BEGIN Source document

Falling Angel
- First edition
- Author: William Hjortsberg
- Language: English
- Publisher: Harcourt Brace Jovanovich
- Publication date: 1978
- Publication place: United States
- Media type: Print
- OCLC: 873367495
- Preceded by: Toro! Toro! Toro! (1974)
- Followed by: Tales & Fables (1985)

= Falling Angel =

Book by William Hjortsberg

Falling Angel is a 1978 horror novel by American writer William Hjortsberg. Written in a hardboiled detective style with supernatural themes, it was adapted into the 1987 film Angel Heart.

== Background ==
Falling Angel came out to a muted reception in hardback in 1978, but gained a much wider audience the following year with its paperback release. It was eventually followed by Angel's Inferno, published posthumously in 2020, in which Harry Angel attempts to make sense of his past and track down his greatest enemy.

==Plot==
The plot unrolls in New York state in 1959. Down and out private investigator Harry Angel is hired by a mysterious client, Louis Cyphre, via the law firm of Herman Winesap, to find a missing crooner named Johnny Favorite.

Johnny Favorite rose to swift fame before the Second World War, but has not been seen since he was critically wounded during a 1943 Luftwaffe raid on Allied forces in Tunisia, after which he was returned to the US in a vegetative state. Cyphre has received information that Favorite may be a patient at the Emma Dodd Harvest Memorial Clinic in Poughkeepsie, but has not been allowed access to him.

After some investigation, Angel discovers that Favorite was indeed a patient at the clinic, but was released into the care of a man called Edward Kelly. Angel searches New York for Kelly and the rest of Favorite's old friends, an investigation that leads him into a disturbing occult milieu. He learns that Favorite's girlfriend, Margaret Krusemark, is an occultist and practitioner of black magic, as was Favorite himself; legend has it that the crooner once conjured the Devil during a Black Mass. As one by one, Favorite's old associates are murdered during the course of the enquiry, Angel begins to fear that he is being framed for their deaths.

END Source document

Questions to answer:
A: Name every character who appears by name in the Plot section of the article on Falling Angel.
B: According to the Falling Angel article, where is the Emma Dodd Harvest Memorial Clinic located?
C: Carry the Falling Angel article forward from its final sentence.

BEGIN Given information

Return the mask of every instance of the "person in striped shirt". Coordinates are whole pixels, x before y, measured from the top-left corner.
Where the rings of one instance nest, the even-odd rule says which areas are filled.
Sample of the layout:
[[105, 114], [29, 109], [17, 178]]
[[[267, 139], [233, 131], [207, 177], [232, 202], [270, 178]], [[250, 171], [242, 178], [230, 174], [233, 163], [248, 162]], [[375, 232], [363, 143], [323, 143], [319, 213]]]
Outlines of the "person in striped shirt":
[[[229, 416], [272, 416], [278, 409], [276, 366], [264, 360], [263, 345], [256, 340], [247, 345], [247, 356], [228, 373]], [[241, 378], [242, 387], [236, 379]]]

END Given information

Your written answers:
A: Harry Angel, Louis Cyphre, Herman Winesap, Johnny Favorite, Edward Kelly, Margaret Krusemark

B: In Poughkeepsie.

C:
Finally, Angel is confronted with the truth: that he himself is Johnny Favorite. Having summoned the Devil during a Black Mass and agreed to trade his soul for fame and success in the music business, he rose to fame as a singer, but his career was cut short by the war. Left with amnesia after his injury in 1943, and with the help of his friends, he has reinvented himself in order to escape his contract with Louis Cyphre - or Lucifer. Since then, Cyphre has been tracking him, killing all his old friends and leading him to this moment of discovery. The book culminates in Angel's arrest for the murders, for which there is conclusive evidence of his guilt.

== Reception ==
The novel was enthusiastically received on publication. Rafe McGregor describes Falling Angel as "exemplary occult detection." Stephen King is quoted as having described it: "as if Raymond Chandler had written The Exorcist."

Other reviews:

- Review by Stanley Wiater in Fangoria, August 1982
- Review by Karl Edward Wagner in Rod Serling's The Twilight Zone Magazine, May–June 1983; reprinted in The Weird Fiction Review, Fall 2024
- Review by John Duffty in Paperback Inferno, vol. 7, no. 4
- Review by William F. Nolan in Horror: 100 Best Books (1988)

- Review by Witold Jabłoński (1998) in Talizman #4-5 1998, p. 140 (in Polish)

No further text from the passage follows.